DIRECTIVE >> Reproduce all of the entries below, replacing "put a dot on" with "place a point on" wherever it occurs and leaving everything else unchanged.

======

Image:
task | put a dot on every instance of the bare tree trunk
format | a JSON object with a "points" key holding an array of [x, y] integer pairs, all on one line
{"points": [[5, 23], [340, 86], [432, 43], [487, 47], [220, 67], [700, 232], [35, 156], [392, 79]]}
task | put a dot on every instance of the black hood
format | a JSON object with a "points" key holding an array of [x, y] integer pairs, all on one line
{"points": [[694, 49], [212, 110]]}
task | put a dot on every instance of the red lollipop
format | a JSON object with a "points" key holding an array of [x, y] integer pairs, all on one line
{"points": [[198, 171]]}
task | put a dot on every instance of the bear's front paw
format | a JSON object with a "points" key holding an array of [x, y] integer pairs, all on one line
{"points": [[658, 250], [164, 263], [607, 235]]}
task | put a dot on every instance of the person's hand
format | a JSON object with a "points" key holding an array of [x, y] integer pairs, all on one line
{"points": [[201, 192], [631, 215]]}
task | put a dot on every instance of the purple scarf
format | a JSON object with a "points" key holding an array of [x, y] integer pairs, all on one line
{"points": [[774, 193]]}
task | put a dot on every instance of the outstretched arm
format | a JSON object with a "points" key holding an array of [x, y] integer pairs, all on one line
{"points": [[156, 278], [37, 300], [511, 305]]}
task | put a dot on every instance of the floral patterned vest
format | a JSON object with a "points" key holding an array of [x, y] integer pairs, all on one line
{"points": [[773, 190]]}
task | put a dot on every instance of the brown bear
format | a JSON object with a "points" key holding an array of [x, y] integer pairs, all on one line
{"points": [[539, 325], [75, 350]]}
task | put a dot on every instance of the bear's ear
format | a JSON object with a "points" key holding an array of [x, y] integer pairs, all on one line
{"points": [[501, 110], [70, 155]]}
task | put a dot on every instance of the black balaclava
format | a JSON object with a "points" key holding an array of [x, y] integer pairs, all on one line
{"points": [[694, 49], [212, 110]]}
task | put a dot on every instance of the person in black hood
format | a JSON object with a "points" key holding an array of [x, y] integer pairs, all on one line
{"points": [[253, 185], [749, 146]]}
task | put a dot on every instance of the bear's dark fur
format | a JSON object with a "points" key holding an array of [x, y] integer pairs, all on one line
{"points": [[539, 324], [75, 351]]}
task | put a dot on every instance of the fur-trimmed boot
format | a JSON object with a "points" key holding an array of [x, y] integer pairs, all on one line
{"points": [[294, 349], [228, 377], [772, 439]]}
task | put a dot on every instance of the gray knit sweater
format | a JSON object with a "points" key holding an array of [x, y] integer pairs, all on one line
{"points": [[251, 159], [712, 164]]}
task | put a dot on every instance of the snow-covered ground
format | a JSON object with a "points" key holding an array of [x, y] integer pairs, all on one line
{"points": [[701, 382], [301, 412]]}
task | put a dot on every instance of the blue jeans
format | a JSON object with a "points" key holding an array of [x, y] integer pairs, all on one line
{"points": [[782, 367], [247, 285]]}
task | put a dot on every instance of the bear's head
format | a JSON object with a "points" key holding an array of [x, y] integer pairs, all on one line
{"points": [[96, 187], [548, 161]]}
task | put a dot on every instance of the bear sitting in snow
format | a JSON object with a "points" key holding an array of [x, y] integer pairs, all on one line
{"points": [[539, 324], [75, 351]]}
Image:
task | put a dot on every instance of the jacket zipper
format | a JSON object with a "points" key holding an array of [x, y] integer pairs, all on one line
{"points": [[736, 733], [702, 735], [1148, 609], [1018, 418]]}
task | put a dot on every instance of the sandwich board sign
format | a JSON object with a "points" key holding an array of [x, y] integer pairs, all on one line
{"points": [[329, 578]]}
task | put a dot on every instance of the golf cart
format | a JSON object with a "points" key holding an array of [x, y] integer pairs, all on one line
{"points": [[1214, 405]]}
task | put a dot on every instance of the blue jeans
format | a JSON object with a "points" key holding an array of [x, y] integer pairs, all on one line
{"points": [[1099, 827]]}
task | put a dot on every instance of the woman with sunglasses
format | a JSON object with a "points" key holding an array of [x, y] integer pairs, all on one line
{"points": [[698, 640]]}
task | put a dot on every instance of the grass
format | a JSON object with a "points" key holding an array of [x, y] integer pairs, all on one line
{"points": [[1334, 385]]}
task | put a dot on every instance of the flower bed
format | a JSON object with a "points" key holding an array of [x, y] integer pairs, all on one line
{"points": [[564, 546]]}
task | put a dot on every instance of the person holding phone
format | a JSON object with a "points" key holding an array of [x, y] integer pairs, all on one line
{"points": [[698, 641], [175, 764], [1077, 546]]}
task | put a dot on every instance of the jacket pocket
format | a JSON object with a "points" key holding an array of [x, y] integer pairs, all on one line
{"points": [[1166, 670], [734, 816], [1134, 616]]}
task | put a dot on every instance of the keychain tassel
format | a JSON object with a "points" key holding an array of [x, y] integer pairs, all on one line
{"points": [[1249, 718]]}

======

SOLUTION FOR THIS PROBLEM >>
Image:
task | place a point on every instance of the bare tree trunk
format | a JSON object with a "points" key holding an array of [x, y] integer pairs, all on one line
{"points": [[5, 23], [340, 86], [432, 43], [487, 47], [220, 67], [700, 232], [35, 156], [392, 79]]}
task | place a point on every instance of the black hood
format | a JSON object with a "points" key holding an array of [x, y] integer pairs, all on one line
{"points": [[694, 49], [212, 110]]}
task | place a point on every instance of the red lollipop
format | a JSON object with a "points" key holding an array of [x, y] integer pairs, all on one line
{"points": [[198, 171]]}
task | place a point on every instance of the bear's front paw
format | a JSON object with a "points" key holding an array of [x, y] integer pairs, all on one line
{"points": [[658, 250], [164, 263], [607, 235]]}
task | place a point on every instance of the person's hand
format | a JSON object with a "points" key holding an array of [x, y] integer pairs, all on one line
{"points": [[201, 192], [631, 215]]}
task | place a point on every instance of the purple scarf
format | a JSON object with a "points" key holding an array of [x, y] integer pairs, all on one line
{"points": [[774, 193]]}
task | place a point on every instance of the outstretched arm
format | a JSON object with a "points" key holding an array of [x, y] integer pairs, all on one line
{"points": [[156, 278], [37, 300], [511, 305]]}
task | place a point on every instance of the floral patterned vest
format | a JSON object with a "points" key holding an array of [x, y] integer pairs, all on one line
{"points": [[773, 190]]}
task | place a point on every instance of the brown bear
format | a JSON object with a "points" key holding an array of [x, y] integer pairs, all on one line
{"points": [[539, 325], [75, 350]]}
task | place a point on every instance of the bear's ear
format | a JSON object with a "points" key holding an array of [x, y] integer pairs, all on one line
{"points": [[501, 110], [70, 155]]}
task | place a point on every instance of the black balaclava
format | a JSON object with a "points" key holding an array of [x, y] integer pairs, all on one line
{"points": [[694, 49], [212, 110]]}
task | place a point on every instance of the person in black hood
format | a JSON object with a "points" key holding an array of [x, y] integer pairs, all on one line
{"points": [[253, 185], [749, 146]]}
task | place a point on every instance of the bear's dark fur
format | a JSON object with a "points" key holding an array of [x, y] integer pairs, all on one line
{"points": [[539, 324], [75, 351]]}
task | place a point on every instance of the fur-trimmed boot
format | a JSON object with a "points" key holding an array of [x, y] integer pairs, all on one line
{"points": [[294, 349], [228, 377], [772, 439]]}
task | place a point on every instance of the gray knit sweater
format | a JSON object with a "points" key holding an array of [x, y] integer pairs, all on one line
{"points": [[251, 159], [712, 164]]}
task | place a point on every instance of the snow-covered ground
format | a JSON object with a "points" key holding an array of [x, y] integer pairs, all on one line
{"points": [[701, 382], [301, 412]]}
task | place a point on every instance of the blue jeans
format | a JSON object with a "points" key holding an array of [x, y] integer pairs, all on one line
{"points": [[782, 367], [247, 285]]}
task | place a point on every instance of the bear's head
format | a JSON object with a "points" key holding an array of [x, y] integer pairs, all on one line
{"points": [[96, 187], [548, 161]]}
task | place a point on every instance of the bear sitting in snow
format | a JSON object with a "points" key holding an array of [x, y] integer pairs, all on one line
{"points": [[539, 324], [75, 351]]}
Image:
task | place a point on every instance of the jacket zipper
format | a JSON object with a "points" key holding an array of [x, y] integer pairs, all on one line
{"points": [[736, 733], [702, 735], [1148, 609], [1018, 418]]}
task | place a point on every instance of the sandwich board sign
format | a JSON object with a "points" key holding an array of [x, y] integer pairs, all on one line
{"points": [[329, 578]]}
task | place a point on every instance of the golf cart
format | a JSON object with a "points" key holding an array of [x, y] integer pairs, all on one line
{"points": [[1214, 405]]}
task | place a point on every instance of the blue jeans
format | a JSON object with a "points" key holding an array of [x, y] integer pairs, all on one line
{"points": [[1099, 827]]}
task | place a point on every instance of the woman with sunglasses
format | a JSON object with a "points" key holding an array of [x, y] integer pairs, all on one line
{"points": [[698, 640]]}
task | place a point on every instance of the grass
format | a JSON object with a "points" key holding an array of [x, y] integer pairs, all on one line
{"points": [[1334, 385]]}
task | place a point on every instance of the flower bed
format | a JSON object with a "points" key holding an array of [x, y] integer pairs, all on one line
{"points": [[564, 546]]}
task | place a point on every instance of the person holding phone
format | a JSON object with a "points" key holding an array of [x, y] integer pairs, all on one line
{"points": [[698, 641], [175, 764], [1077, 546]]}
task | place a point on every instance of the jacket pocket
format | a JSON object with a "points" key holding an array of [x, y] integer pairs, all on one line
{"points": [[1166, 670], [734, 816], [1134, 616]]}
task | place a point on every instance of the keychain tassel
format | a JSON object with a "points" key holding an array of [x, y] integer pairs, all on one line
{"points": [[1249, 718]]}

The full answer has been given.